Work to complete:
Retype, without alteration, each line from the line containing "Tag the seed" to the final line of the records.

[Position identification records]
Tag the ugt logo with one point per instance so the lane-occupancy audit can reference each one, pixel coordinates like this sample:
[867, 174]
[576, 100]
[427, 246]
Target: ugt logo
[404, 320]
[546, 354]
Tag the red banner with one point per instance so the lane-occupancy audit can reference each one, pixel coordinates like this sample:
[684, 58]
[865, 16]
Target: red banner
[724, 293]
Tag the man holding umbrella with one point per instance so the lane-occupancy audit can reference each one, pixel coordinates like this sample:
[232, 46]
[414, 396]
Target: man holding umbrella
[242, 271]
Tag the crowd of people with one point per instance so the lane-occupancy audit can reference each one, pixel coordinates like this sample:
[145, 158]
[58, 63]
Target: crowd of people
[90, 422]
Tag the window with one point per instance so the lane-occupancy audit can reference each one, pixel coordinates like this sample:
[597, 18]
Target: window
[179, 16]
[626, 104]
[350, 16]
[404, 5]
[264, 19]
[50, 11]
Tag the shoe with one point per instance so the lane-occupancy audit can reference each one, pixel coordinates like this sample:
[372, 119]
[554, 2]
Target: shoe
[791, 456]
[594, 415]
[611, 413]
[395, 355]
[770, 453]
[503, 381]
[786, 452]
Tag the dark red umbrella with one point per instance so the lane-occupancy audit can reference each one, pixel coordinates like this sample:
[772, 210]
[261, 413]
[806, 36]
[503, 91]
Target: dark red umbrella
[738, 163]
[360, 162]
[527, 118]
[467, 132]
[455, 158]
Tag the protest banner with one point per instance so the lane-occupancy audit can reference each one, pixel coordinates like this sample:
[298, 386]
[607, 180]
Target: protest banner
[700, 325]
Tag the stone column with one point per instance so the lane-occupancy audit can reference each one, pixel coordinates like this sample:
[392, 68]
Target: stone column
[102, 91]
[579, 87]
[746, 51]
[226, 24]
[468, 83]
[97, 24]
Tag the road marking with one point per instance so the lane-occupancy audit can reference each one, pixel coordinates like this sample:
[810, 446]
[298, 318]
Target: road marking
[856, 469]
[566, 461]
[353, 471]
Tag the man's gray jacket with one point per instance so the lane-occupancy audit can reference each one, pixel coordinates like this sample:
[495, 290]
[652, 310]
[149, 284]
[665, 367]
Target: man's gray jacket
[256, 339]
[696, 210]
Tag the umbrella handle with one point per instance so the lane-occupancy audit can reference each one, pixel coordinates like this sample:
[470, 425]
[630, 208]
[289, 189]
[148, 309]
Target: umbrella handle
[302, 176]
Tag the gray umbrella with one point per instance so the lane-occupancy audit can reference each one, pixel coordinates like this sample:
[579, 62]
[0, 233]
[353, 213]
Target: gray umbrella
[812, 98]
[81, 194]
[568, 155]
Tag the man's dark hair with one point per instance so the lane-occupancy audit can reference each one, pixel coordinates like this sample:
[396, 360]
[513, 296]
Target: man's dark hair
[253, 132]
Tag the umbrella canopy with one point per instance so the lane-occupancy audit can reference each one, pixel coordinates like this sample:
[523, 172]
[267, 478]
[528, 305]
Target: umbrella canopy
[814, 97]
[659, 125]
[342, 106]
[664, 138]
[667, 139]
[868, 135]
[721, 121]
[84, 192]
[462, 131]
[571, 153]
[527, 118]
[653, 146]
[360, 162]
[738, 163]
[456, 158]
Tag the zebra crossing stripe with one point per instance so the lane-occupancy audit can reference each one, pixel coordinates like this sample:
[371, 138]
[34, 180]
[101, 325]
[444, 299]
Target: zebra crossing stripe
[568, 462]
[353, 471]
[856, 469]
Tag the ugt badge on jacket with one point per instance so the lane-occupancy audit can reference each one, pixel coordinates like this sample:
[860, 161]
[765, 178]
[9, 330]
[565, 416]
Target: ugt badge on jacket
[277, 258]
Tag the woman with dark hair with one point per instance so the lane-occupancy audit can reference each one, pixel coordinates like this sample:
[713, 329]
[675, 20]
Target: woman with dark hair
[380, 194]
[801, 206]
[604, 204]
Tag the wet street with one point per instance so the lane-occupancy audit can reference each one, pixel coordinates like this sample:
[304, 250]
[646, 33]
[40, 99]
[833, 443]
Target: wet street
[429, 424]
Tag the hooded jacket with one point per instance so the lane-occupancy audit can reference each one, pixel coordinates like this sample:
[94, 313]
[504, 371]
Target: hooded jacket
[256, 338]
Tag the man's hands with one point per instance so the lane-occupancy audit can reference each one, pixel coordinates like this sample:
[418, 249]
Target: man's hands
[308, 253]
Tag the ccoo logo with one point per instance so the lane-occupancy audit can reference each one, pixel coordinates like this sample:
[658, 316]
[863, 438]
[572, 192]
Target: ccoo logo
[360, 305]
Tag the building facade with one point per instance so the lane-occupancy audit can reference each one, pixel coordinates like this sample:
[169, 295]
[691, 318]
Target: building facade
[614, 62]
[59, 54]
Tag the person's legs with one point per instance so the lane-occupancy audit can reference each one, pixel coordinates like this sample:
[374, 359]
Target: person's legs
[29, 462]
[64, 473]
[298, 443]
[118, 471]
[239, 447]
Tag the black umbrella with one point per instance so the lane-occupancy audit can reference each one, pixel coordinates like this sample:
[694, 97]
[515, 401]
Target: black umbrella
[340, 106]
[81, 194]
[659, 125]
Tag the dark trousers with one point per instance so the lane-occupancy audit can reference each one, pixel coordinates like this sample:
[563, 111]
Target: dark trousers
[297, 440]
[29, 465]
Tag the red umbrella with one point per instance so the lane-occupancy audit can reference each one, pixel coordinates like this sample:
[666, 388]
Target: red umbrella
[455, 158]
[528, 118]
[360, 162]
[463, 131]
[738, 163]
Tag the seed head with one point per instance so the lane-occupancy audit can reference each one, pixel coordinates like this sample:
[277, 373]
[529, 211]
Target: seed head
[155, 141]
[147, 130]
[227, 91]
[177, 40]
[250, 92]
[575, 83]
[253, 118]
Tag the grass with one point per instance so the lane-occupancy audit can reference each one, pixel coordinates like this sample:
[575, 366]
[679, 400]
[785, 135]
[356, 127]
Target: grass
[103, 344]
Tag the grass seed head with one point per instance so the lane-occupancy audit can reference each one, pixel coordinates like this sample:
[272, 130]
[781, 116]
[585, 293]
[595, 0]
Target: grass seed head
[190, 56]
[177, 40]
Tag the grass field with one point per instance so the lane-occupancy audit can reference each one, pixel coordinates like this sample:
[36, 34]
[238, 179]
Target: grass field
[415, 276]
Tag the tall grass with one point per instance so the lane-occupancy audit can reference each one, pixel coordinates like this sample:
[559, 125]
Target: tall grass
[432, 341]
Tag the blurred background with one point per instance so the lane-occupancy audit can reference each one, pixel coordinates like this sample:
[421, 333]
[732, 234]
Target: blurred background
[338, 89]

Full output:
Tag the seed head with one point per instance so the lane-occupancy audit can reference each one, pixel coordinates like this sample:
[277, 373]
[529, 211]
Target: seed head
[155, 141]
[147, 130]
[227, 91]
[177, 40]
[250, 92]
[575, 83]
[253, 118]
Tag the grass with one point per instance so the lane-occupancy audit can reference each one, pixel coordinates like this sample:
[575, 366]
[679, 400]
[785, 135]
[356, 127]
Target: grass
[103, 344]
Tag the grass seed head with one point per instance so the lane-occupancy audit can reference each one, pixel coordinates like this sample:
[272, 130]
[781, 116]
[585, 293]
[595, 0]
Target: grass seed head
[190, 56]
[177, 40]
Tag the grass field with one point per instance so the lane-occupancy audit can reference each one, pixel coordinates like this sample:
[36, 34]
[238, 179]
Target: grass field
[415, 276]
Tag the tall grass with one point per instance so the lane-occupancy audit can reference each one, pixel coordinates like this sample:
[559, 125]
Target: tall grass
[432, 341]
Tag the blurred background with one point per instance so the lane-occupancy audit can reference each one, pixel coordinates like this sample:
[421, 333]
[732, 234]
Target: blurred background
[338, 89]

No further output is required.